While Dixon of Dock Green would probably disagree, the original incarnation of The Sweeney is arguably the most iconic British cop show of all time.
Spun from writer Ian Kennedy Martin’s successful one-off ITV drama, Regan, the show revolved around the title’s DI Jack Regan (John Thaw) and his partner DS George Carter (Dennis Waterman) of the Metropolitan Police’s Flying Squad. Running for four seasons between 1975 and 1978, The Sweeney was a huge hit with audiences, even spawning two well-regarded big-screen adventures in 1977 and 1978.
With that success in mind, and with cinema’s current obsession with launching franchises based on pre-existing properties, the decision to remake The Sweeney is completely understandable. After all, even if modern audiences have never seen the original show, they’ll have definitely heard its name. And it’s the names that are pretty much all that have been kept in director Nick Love’s sloppy and reactionary remake of Kennedy Martin’s seminal show.

+++

What to do:
[a] Answer these questions using the text on The Sweeney, one per line:
(i) Which actor played DI Jack Regan?
(ii) Between which years did the original show run?
(iii) Who directed the remake?
[b] Copy, word for word, the part of the text on The Sweeney that opens with the words containing "Spun from writer" and closes with "Martin’s seminal show.".
The items that come next have no connection to the text on The Sweeney.

+++

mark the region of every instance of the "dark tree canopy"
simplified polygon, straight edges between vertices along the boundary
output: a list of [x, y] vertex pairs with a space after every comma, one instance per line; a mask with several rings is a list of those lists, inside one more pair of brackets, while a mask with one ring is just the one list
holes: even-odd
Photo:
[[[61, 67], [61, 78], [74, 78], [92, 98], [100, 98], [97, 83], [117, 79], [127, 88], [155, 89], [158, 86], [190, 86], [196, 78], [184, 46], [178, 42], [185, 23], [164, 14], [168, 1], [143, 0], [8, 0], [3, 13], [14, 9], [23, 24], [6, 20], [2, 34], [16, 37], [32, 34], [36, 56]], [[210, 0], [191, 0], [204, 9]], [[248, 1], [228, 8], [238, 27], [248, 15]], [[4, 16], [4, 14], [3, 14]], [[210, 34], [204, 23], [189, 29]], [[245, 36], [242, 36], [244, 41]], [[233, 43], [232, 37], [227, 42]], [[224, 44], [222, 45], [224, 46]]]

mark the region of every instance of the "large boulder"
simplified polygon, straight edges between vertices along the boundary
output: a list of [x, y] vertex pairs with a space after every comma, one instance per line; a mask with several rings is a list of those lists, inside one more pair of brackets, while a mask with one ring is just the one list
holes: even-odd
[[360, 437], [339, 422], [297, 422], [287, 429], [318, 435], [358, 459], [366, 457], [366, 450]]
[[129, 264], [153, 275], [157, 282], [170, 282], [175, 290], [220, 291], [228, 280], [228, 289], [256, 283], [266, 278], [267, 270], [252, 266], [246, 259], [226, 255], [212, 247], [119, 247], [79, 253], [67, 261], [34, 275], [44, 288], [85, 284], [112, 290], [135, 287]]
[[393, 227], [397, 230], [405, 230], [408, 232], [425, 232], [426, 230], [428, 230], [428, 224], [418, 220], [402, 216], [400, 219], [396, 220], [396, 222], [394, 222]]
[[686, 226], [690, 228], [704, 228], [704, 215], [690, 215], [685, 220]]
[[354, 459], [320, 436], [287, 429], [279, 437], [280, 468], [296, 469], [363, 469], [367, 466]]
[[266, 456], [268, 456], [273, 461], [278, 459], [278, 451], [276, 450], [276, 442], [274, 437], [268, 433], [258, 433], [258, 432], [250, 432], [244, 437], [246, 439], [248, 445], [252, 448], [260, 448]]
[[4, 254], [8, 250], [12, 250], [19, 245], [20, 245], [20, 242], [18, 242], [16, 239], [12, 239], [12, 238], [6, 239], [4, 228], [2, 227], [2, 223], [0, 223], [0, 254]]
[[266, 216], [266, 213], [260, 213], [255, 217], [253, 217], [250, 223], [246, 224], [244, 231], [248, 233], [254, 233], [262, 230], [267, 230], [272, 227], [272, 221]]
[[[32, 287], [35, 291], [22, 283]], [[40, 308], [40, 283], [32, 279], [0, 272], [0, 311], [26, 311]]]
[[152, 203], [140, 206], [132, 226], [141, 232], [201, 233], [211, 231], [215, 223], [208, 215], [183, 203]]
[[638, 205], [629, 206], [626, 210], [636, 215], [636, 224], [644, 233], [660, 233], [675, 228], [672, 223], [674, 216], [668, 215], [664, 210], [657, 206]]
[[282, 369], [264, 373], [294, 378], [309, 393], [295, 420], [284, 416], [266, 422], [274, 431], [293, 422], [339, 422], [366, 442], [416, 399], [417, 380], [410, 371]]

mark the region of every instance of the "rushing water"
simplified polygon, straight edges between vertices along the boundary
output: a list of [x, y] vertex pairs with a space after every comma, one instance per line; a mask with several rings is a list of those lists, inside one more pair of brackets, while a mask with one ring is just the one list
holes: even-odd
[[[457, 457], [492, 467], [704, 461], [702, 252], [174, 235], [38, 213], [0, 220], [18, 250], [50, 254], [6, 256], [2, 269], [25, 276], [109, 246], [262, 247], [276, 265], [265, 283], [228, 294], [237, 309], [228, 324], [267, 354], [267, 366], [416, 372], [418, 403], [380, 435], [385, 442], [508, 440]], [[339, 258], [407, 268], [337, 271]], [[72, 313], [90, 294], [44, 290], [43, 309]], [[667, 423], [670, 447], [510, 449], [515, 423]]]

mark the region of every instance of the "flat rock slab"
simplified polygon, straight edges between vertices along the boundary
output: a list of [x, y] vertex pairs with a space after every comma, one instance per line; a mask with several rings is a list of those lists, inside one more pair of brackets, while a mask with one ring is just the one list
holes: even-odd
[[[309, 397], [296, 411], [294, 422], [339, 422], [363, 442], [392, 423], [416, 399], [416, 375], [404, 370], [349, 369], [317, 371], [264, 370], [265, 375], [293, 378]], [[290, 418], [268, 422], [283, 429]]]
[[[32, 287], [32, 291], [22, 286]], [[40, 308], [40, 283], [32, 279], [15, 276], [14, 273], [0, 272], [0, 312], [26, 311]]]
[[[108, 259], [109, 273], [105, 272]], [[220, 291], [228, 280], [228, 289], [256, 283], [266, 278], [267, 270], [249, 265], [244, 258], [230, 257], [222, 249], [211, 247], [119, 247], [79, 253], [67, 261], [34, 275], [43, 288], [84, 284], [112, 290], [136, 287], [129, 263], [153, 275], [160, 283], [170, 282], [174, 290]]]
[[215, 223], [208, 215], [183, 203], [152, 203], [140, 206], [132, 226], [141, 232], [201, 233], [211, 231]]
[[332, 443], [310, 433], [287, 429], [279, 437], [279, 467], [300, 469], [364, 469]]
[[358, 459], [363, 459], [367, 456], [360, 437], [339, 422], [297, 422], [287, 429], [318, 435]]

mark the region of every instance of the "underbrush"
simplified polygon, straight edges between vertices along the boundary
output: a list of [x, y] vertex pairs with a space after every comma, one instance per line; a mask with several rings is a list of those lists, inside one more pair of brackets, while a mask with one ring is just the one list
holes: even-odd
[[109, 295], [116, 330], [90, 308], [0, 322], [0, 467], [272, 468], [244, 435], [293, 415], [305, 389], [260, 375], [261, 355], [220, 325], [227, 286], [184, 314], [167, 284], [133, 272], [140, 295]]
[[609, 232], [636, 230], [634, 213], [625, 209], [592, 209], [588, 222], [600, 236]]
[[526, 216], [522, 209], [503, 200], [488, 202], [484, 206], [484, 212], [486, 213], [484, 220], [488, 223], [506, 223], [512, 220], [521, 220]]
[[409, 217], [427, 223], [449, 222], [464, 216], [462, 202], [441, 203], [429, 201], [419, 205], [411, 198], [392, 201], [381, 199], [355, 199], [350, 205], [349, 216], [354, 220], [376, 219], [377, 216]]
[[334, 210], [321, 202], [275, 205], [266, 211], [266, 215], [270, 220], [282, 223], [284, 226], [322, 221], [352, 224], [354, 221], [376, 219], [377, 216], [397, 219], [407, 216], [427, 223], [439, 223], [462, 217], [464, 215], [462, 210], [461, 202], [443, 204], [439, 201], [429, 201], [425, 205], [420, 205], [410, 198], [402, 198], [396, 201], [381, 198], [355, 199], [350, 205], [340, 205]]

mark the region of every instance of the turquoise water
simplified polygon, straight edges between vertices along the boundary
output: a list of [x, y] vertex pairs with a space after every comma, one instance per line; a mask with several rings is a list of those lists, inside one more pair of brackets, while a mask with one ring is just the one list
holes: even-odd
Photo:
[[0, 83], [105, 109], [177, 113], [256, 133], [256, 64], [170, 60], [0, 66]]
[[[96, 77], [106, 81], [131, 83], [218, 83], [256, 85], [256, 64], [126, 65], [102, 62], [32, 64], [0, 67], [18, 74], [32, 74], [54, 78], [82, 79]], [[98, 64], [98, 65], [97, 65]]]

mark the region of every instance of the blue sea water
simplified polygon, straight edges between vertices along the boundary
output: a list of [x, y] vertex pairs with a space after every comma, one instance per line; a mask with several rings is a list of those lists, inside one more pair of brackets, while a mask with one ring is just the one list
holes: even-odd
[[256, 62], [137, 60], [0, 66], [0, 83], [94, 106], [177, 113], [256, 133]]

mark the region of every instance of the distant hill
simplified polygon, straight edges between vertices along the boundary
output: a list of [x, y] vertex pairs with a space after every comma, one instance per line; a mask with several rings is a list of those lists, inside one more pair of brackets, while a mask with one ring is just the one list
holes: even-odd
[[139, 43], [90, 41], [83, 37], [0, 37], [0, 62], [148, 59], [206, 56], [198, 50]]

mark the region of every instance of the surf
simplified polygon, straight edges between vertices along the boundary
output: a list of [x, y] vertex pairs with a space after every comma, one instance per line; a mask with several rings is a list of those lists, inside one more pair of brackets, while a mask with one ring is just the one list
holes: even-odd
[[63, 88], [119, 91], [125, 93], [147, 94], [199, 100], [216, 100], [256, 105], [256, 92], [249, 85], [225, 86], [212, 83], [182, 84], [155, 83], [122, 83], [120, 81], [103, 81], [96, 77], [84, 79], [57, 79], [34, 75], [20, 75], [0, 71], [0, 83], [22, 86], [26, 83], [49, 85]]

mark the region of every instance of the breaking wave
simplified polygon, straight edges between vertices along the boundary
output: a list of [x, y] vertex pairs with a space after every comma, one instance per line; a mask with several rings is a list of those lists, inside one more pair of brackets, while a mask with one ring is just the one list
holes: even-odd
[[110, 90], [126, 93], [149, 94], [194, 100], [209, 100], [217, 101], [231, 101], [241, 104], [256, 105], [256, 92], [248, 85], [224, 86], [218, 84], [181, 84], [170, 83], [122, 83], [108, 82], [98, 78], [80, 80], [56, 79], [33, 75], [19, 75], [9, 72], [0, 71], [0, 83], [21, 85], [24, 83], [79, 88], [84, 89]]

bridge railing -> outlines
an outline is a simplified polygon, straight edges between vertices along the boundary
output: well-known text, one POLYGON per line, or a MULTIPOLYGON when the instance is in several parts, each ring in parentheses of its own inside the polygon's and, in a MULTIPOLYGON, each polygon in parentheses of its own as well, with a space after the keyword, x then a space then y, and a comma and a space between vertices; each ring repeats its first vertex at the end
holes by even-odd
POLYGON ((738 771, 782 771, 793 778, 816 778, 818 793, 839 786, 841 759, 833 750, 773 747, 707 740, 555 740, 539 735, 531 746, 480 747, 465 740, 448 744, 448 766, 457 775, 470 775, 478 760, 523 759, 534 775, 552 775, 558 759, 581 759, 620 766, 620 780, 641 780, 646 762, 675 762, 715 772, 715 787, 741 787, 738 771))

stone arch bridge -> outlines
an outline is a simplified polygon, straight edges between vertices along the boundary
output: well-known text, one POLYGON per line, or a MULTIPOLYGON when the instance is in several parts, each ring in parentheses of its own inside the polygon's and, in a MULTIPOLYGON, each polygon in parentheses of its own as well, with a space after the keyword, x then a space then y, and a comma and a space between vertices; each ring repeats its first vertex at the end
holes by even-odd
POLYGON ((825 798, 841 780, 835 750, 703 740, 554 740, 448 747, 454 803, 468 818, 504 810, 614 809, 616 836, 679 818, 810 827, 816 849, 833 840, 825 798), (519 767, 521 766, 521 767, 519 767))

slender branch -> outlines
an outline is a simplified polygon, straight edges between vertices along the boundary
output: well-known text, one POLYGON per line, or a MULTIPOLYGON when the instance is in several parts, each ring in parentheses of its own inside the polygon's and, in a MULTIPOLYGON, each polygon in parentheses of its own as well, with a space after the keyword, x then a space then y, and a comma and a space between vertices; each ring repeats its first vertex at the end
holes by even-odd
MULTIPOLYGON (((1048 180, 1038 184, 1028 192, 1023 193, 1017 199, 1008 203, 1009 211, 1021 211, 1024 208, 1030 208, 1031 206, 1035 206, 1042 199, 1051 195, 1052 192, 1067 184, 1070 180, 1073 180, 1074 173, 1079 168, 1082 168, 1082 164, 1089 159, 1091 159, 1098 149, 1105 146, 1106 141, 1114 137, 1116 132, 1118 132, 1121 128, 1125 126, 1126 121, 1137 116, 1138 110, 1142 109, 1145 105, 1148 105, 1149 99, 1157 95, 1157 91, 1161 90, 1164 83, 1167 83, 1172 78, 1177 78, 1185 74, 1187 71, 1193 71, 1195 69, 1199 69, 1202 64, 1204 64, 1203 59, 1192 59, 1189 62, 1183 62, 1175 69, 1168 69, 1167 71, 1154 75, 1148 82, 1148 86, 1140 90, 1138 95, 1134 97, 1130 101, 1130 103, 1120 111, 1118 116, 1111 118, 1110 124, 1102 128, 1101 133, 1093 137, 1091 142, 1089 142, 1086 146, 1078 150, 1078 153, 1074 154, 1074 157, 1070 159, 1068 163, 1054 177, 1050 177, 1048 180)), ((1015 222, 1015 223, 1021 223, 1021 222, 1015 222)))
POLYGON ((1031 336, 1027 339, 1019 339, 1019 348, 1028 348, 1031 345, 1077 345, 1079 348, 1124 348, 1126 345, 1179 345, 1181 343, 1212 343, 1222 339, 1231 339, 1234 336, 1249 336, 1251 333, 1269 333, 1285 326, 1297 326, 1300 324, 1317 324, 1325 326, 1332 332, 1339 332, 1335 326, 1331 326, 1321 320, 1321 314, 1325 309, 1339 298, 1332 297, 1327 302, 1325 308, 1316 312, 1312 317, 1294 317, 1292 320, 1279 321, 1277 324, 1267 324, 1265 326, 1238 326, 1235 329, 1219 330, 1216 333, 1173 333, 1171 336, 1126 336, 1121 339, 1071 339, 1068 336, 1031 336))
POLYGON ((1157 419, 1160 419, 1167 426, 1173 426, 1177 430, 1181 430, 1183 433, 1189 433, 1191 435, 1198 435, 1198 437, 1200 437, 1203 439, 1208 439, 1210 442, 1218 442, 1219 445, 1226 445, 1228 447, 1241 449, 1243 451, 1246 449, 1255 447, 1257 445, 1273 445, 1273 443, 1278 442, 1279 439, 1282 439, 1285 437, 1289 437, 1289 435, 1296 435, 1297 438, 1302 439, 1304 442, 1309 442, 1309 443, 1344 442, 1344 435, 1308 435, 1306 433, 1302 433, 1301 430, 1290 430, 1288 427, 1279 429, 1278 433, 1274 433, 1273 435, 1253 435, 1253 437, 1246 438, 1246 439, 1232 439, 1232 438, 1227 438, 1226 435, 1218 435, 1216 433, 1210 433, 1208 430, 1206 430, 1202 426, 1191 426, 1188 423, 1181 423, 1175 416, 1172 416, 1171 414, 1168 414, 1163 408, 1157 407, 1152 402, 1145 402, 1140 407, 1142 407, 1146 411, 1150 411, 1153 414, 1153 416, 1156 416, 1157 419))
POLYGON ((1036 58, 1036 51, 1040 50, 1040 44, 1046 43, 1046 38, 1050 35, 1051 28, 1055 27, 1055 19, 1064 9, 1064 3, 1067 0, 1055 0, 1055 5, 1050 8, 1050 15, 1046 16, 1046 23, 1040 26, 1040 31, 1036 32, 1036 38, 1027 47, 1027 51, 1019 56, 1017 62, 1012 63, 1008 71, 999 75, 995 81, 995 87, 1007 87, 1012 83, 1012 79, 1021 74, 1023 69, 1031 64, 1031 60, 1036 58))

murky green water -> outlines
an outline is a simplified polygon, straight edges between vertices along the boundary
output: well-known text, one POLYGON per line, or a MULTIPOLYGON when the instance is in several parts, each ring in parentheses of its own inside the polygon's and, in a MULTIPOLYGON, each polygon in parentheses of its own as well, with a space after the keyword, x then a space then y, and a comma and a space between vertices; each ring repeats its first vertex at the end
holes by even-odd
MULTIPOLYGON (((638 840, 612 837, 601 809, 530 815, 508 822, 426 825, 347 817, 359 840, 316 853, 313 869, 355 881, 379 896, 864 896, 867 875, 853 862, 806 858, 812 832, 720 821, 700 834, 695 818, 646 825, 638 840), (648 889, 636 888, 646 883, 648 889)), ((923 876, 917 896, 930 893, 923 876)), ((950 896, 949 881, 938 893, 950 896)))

+++

Answer set:
[a]
(i) John Thaw
(ii) 1975 and 1978
(iii) Nick Love

[b]
Spun from writer Ian Kennedy Martin’s successful one-off ITV drama, Regan, the show revolved around the title’s DI Jack Regan (John Thaw) and his partner DS George Carter (Dennis Waterman) of the Metropolitan Police’s Flying Squad. Running for four seasons between 1975 and 1978, The Sweeney was a huge hit with audiences, even spawning two well-regarded big-screen adventures in 1977 and 1978.
With that success in mind, and with cinema’s current obsession with launching franchises based on pre-existing properties, the decision to remake The Sweeney is completely understandable. After all, even if modern audiences have never seen the original show, they’ll have definitely heard its name. And it’s the names that are pretty much all that have been kept in director Nick Love’s sloppy and reactionary remake of Kennedy Martin’s seminal show.